── Ausgewählter Text

Es ist eine der Ur-Geschichten der Literatur: Um sich im Erdenleben einen Vorteil zu verschaffen, verkauft ein Mensch seine Seele dem Teufel. So macht es Faust in Goethes gleichnamigem Schauspiel. In «The Picture of Dorian Gray» von Oscar Wilde sorgt Dorian Gray auf diese Weise dafür, dass nicht er selbst altert, sondern sein Bildnis. In «Die schwarze Spinne» von Jeremias Gotthelf verlangt der Teufel in Gestalt eines wilden Jägers ein ungetauftes Kind als Lohn für seine Hilfe. In allen Geschichten profitieren die Menschen gerne vom Teufel und seinen Kräften und bereuen den Handel, wenn es um das Begleichen der Schuld geht.
In der Erzählung von Castle Freeman tritt nicht der Teufel selbst auf, sondern einer seiner Vertreter. Ein smarter Typ, der vom Teufel als seinem Boss, seinem CEO, seinem Chef spricht.
«Taft musterte ihn. Er war ein kräftiger Mann, etwa in Tafts Alter, wohlhabend, gepflegt, kultivierst, das dunkle, grau melierte Haar war straff nach hinten gekämmt, der Bart sorgfältig gestutzt. Seine schmucke Aufmachung als Vorort-Automobilist war allerdings ein bisschen geckenhaft: Tweedjackett mit Hahnentrittmuster, blaues Oxfordhemd, Kordhose, Ziegenlederhandschuhe, Stoffmütze. Dangerfield schaukelte auf seinem Stuhl und betrachtete die Umgebung.» (S. 13)

────
── Extrahierte Zeilen

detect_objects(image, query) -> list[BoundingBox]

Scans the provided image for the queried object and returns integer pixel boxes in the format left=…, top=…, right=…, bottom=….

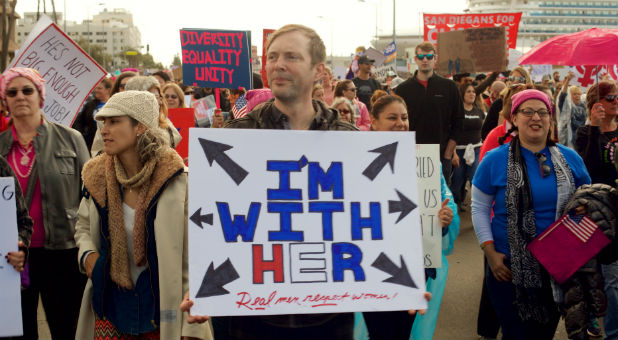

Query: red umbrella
left=518, top=28, right=618, bottom=66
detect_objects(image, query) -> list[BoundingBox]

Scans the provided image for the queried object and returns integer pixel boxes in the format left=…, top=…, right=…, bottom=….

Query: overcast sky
left=16, top=0, right=466, bottom=65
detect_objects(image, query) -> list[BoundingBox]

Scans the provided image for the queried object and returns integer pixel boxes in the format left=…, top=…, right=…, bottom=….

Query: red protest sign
left=167, top=108, right=195, bottom=159
left=423, top=12, right=521, bottom=49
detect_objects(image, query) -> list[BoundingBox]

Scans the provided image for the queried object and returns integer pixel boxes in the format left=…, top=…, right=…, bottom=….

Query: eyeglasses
left=6, top=87, right=34, bottom=98
left=534, top=152, right=551, bottom=178
left=416, top=53, right=434, bottom=60
left=517, top=108, right=549, bottom=118
left=506, top=76, right=526, bottom=83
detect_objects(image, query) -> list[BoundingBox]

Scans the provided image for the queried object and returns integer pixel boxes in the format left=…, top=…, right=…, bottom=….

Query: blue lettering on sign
left=309, top=162, right=343, bottom=200
left=309, top=202, right=343, bottom=241
left=350, top=202, right=382, bottom=240
left=266, top=161, right=306, bottom=200
left=217, top=202, right=262, bottom=242
left=268, top=202, right=305, bottom=242
left=332, top=242, right=365, bottom=282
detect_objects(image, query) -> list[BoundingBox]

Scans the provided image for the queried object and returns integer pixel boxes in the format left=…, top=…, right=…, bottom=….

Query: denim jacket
left=0, top=118, right=90, bottom=250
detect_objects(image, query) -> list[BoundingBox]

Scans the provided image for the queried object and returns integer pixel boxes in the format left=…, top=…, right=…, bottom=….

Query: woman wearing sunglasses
left=472, top=89, right=590, bottom=339
left=575, top=80, right=618, bottom=339
left=162, top=83, right=187, bottom=109
left=335, top=79, right=371, bottom=131
left=331, top=97, right=356, bottom=124
left=0, top=67, right=90, bottom=339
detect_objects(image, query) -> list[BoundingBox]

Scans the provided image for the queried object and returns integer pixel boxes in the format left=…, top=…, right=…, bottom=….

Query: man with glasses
left=352, top=55, right=382, bottom=111
left=395, top=41, right=463, bottom=185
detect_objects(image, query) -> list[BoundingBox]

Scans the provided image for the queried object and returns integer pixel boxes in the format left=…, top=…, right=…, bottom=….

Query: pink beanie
left=0, top=67, right=45, bottom=108
left=511, top=89, right=554, bottom=116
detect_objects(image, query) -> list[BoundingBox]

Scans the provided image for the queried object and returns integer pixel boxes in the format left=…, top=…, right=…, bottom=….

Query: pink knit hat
left=0, top=67, right=45, bottom=108
left=511, top=89, right=554, bottom=116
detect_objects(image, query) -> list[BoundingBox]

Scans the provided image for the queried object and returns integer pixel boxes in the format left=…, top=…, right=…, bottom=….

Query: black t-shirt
left=352, top=77, right=381, bottom=110
left=457, top=106, right=485, bottom=145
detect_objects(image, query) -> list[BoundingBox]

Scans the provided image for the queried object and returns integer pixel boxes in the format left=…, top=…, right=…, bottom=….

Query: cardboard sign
left=416, top=144, right=442, bottom=268
left=180, top=29, right=251, bottom=89
left=189, top=129, right=426, bottom=316
left=9, top=15, right=106, bottom=126
left=0, top=177, right=24, bottom=337
left=167, top=108, right=195, bottom=159
left=571, top=65, right=618, bottom=88
left=423, top=12, right=521, bottom=49
left=438, top=27, right=508, bottom=75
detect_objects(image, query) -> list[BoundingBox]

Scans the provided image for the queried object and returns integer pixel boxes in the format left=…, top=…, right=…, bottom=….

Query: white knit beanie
left=94, top=91, right=159, bottom=129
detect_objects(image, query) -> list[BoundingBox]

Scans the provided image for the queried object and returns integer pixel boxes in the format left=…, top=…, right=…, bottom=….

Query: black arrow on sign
left=388, top=189, right=417, bottom=223
left=189, top=208, right=212, bottom=229
left=363, top=142, right=399, bottom=181
left=371, top=253, right=416, bottom=288
left=195, top=258, right=240, bottom=298
left=198, top=138, right=249, bottom=185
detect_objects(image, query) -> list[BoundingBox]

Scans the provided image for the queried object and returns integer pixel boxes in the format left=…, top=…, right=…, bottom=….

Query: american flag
left=562, top=215, right=599, bottom=243
left=232, top=94, right=247, bottom=118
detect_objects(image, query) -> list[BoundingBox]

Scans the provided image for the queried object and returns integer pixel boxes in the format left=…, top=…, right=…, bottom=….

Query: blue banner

────

◆ Schriftliche Aufgaben ◆
1) Übersetzen Sie aus dem ausgewählten Text den Satz „In der Erzählung von Castle Freeman tritt nicht der Teufel selbst auf, sondern einer seiner Vertreter.“ ins Englische.
2) Schreiben Sie den Abschnitt des ausgewählten Textes zwischen „Es ist eine“ und „seinem Chef spricht.“ einschließlich dieser beiden Stellen wortgetreu ab.
Für die Bearbeitung werden die Zeilen nicht gebraucht.

◆ Lösungen ◆
1) In Castle Freeman's story, it is not the Devil himself who appears, but one of his representatives.

2)
Es ist eine der Ur-Geschichten der Literatur: Um sich im Erdenleben einen Vorteil zu verschaffen, verkauft ein Mensch seine Seele dem Teufel. So macht es Faust in Goethes gleichnamigem Schauspiel. In «The Picture of Dorian Gray» von Oscar Wilde sorgt Dorian Gray auf diese Weise dafür, dass nicht er selbst altert, sondern sein Bildnis. In «Die schwarze Spinne» von Jeremias Gotthelf verlangt der Teufel in Gestalt eines wilden Jägers ein ungetauftes Kind als Lohn für seine Hilfe. In allen Geschichten profitieren die Menschen gerne vom Teufel und seinen Kräften und bereuen den Handel, wenn es um das Begleichen der Schuld geht.
In der Erzählung von Castle Freeman tritt nicht der Teufel selbst auf, sondern einer seiner Vertreter. Ein smarter Typ, der vom Teufel als seinem Boss, seinem CEO, seinem Chef spricht.